* **OBJECTIVE**
Copy the entries below, replacing "metal pole" with "street sign" and leaving everything else unchanged.

··· EXTRACTED INFORMATION ···

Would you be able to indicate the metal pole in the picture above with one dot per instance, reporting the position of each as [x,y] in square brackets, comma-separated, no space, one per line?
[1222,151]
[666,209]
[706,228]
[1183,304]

···

* **ANSWER TO THE PROBLEM**
Would you be able to indicate the street sign in the picture above with one dot per instance, reporting the position of each as [x,y] in square brackets, comma-separated, no space, one per line?
[1222,151]
[666,209]
[706,228]
[1183,304]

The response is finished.